▸ TAREFAS:
1) De acordo com o texto sobre educação e ideologia, por que não se deve dizer que escola e ideologia são incompatíveis?
2) Atualize as linhas que vêm depois do texto, da que contém "Please examine the photo and determine if any pale" até a última delas, ambas incluídas. Reescreva apenas esse trecho trocando "blurred" por "out-of-focus" e mantendo todo o resto inalterado.

Texto de Alan Oliveira Machado

“Ora, não é o consenso que faz surgir o corpo social, mas a materialidade do poder se exercendo sobre o próprio corpo dos indivíduos”. Michel Foucault

Eu gosto de pensar a educação sempre partindo de uma tese que Freud defende no seu livro Totem e tabu, de 1913. Nesse ensaio, o criador da psicanálise propõe que a passagem de um estado natural de existência para um estado cultural é fruto do reconhecimento do outro como alguém que como eu deseja e quer a vida da melhor maneira possível. Uma vez reconhecido o desejo do outro, o ser humano impõe a si regras de sobrevivência coletiva que regulam os impulsos em nome da suportabilidade da vida. E o que isso tem a ver com educação? Tudo. A educação, num sentido amplo, é que molda o ser humano para essa vivência coletiva. 
A vida sem regras é insuportável. A educação prepara o humano para a vida gregária, essa vida sem a qual não seriamos o que somos. O próprio Aristóteles já nos advertia sobre isso: “O homem é um animal político”. Um animal político é um animal da pólis. Pólis é cidade, lá no longínquo texto aristotélico que trata de como os seres humanos dependem da vida gregária para existirem enquanto tais. Em latim cidade é civitas, de onde vêm os termos civil, cidadão e civilização. Nesse caso, a educação civiliza, trabalha na construção e sustentação de uma cultura que privilegia a coletividade, a polis. A ética da educação, então, não pode ser outra, é a ética do coletivo, do comum. Ela rege, portanto, sobre modos de pensar e de agir suficientes para a estabilidade das relações humanas, que são diversas. Como dizia Aristóteles: “uma cidade é uma pluralidade”. Esta é a marca que define a educação como uma campo constante de desafios: lidar com a pluralidade. 
A reflexão e a prática pedagógicas devem lidar com o plural e com as implicações políticas que isso acarreta nas relações sociais. Se a educação molda corpos para a vivência coletiva é preciso sempre se questionar o que é aquela vivência coletiva, a quem ela interessa. Se na boa e regulada vida de uma comunidade existe uma grande quantidade de pessoas desprovidas dos bens materiais, econômicos e culturais; pessoas segregadas por castas, pela cor da pele, pela etnia, pelo gênero, é preciso problematizar os princípios da educação que permite tal disparate. É preciso se perguntar sobre qual ideologia toma a mão da escola no cumprimento de seu papel civilizador. Daí sempre estarmos atentos, desconfiados e dispostos a questionar. O que uma escola ensina é decidido por quem? Quais os critérios para definir o que é conhecimento? O que é ensinar? Quando alguém se propõe a responder essas questões fundamentais para a educação o faz desligado da ideologia? Claro que não. Por isso mesmo não se deve dizer que escola e ideologia são incompatíveis. Pelo contrário, só existe escola porque existe ideologia. Só existe educação porque as pessoas pensam sobre o que é o ser humano, sobre como ele deve ser, como deve se comportar e sobre o que ele deve saber para tanto.

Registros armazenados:
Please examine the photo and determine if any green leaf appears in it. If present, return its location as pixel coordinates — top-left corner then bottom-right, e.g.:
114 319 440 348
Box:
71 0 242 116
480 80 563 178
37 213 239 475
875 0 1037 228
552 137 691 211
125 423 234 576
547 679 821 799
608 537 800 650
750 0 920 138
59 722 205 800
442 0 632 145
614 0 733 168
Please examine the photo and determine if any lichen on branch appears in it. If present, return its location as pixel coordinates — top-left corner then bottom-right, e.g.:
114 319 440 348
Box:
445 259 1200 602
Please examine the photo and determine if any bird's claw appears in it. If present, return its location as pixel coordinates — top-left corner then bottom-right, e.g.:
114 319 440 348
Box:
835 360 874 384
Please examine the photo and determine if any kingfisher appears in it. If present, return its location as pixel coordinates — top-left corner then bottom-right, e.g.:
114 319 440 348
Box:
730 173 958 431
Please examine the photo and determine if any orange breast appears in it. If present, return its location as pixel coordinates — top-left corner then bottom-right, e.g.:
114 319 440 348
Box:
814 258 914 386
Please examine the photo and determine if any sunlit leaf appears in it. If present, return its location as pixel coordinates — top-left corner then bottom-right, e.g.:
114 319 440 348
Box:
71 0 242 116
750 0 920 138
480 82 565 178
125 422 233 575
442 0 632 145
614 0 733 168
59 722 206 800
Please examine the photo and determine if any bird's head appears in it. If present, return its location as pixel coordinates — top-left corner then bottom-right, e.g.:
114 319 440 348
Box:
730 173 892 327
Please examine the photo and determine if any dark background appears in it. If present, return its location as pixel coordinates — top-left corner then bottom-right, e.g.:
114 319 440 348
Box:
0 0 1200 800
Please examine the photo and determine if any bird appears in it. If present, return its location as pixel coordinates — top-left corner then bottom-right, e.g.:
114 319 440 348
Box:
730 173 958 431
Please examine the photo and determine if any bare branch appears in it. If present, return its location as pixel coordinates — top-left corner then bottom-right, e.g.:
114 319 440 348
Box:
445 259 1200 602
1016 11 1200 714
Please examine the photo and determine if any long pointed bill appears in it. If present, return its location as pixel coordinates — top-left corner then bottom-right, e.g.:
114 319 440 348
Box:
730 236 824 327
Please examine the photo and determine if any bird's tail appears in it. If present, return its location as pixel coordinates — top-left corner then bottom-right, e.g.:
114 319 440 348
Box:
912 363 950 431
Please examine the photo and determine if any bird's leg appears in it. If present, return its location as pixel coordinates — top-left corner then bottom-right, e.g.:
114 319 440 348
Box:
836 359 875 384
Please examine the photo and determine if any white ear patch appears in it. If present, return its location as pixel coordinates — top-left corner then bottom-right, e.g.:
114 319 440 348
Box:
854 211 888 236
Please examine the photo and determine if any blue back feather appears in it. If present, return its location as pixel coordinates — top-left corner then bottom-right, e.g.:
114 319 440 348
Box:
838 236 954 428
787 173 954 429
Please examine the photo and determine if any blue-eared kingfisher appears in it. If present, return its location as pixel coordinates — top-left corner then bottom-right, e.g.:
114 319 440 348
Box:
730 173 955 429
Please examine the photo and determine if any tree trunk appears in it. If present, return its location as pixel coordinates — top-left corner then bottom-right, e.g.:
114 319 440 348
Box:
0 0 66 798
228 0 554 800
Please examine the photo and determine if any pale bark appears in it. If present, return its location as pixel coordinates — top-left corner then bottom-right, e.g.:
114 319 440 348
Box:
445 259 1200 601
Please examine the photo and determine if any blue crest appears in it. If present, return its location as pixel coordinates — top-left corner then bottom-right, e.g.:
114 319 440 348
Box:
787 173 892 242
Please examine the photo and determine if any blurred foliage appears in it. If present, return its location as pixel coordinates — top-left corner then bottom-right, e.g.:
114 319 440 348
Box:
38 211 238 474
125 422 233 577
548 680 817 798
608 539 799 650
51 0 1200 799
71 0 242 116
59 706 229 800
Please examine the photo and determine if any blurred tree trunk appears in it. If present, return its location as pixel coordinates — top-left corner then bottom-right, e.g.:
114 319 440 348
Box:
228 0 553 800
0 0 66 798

▸ RESPOSTAS:
1) Quem responde às questões fundamentais da educação nunca o faz desligado da ideologia. Entre essas questões estão o que a escola ensina, quem decide isso, quais são os critérios para definir o que é conhecimento e o que é ensinar. Por isso, segundo o texto, só existe escola porque existe ideologia.

2)
Please examine the photo and determine if any pale bark appears in it. If present, return its location as pixel coordinates — top-left corner then bottom-right, e.g.:
114 319 440 348
Box:
445 259 1200 601
Please examine the photo and determine if any blue crest appears in it. If present, return its location as pixel coordinates — top-left corner then bottom-right, e.g.:
114 319 440 348
Box:
787 173 892 242
Please examine the photo and determine if any out-of-focus foliage appears in it. If present, return its location as pixel coordinates — top-left corner then bottom-right, e.g.:
114 319 440 348
Box:
38 211 238 474
125 422 233 577
548 680 817 798
608 539 799 650
51 0 1200 799
71 0 242 116
59 706 229 800
Please examine the photo and determine if any out-of-focus tree trunk appears in it. If present, return its location as pixel coordinates — top-left corner then bottom-right, e.g.:
114 319 440 348
Box:
228 0 553 800
0 0 66 798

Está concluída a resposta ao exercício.